● Task directions: Locate each line in the rows below that contains the word "tiled", with matching case, and copy those lines.

Dataset records
- - - - - - -

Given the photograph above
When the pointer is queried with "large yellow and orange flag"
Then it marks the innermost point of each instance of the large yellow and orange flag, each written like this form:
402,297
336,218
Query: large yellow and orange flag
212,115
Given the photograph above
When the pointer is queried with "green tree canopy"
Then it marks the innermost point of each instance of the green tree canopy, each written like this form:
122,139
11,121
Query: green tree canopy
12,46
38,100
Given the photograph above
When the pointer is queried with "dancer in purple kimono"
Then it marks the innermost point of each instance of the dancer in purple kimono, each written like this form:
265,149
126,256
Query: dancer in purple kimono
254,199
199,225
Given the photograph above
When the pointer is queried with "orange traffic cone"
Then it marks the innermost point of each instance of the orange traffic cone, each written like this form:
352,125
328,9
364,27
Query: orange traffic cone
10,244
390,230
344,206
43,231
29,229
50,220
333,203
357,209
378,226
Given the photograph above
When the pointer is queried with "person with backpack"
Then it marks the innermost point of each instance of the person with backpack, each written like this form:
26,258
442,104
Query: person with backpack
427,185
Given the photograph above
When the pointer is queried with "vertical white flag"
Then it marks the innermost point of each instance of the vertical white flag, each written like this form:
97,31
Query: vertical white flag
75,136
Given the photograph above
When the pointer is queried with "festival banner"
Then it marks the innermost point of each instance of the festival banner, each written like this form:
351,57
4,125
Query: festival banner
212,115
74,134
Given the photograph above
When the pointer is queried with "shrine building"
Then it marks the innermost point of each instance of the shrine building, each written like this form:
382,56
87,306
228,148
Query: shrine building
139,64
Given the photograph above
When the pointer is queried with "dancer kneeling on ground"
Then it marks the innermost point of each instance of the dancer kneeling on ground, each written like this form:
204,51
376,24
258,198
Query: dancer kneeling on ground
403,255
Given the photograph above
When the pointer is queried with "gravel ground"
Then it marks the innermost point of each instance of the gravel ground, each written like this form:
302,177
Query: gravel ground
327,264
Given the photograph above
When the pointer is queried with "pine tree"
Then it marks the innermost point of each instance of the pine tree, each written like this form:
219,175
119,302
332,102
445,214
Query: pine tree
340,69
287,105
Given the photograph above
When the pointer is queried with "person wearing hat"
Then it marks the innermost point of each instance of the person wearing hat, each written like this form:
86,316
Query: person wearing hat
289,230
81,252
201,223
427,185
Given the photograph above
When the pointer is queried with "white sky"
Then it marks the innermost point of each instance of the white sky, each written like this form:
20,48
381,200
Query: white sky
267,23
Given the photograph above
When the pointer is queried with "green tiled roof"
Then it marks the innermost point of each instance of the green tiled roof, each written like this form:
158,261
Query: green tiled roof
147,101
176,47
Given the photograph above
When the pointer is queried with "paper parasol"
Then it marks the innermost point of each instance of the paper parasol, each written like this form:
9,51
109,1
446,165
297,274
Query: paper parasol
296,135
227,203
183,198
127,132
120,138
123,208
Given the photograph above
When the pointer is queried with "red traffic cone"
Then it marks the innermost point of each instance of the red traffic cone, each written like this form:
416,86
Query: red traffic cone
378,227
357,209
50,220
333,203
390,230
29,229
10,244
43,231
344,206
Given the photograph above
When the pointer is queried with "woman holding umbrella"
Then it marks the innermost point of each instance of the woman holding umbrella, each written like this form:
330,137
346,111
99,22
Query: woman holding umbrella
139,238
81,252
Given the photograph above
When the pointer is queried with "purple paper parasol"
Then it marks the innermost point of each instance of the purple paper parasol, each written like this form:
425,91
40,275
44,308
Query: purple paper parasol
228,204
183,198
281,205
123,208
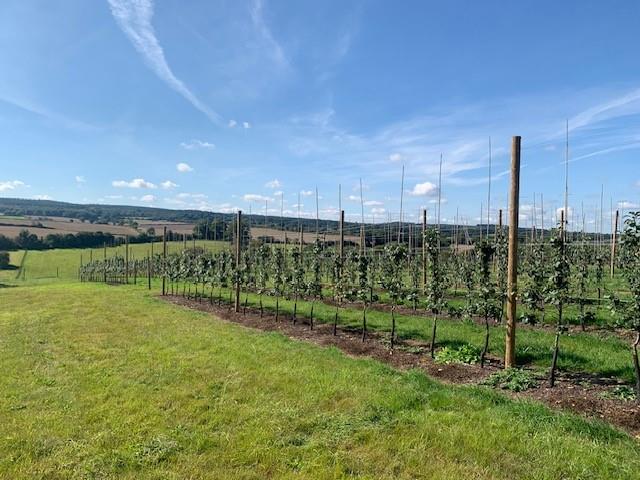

- - - - - - -

● Output for this exercise:
When the pointer is queried with "green tiled roof"
Then it marks the innermost point of each instance of the green tiled roof, each written like this form:
Query: green tiled roof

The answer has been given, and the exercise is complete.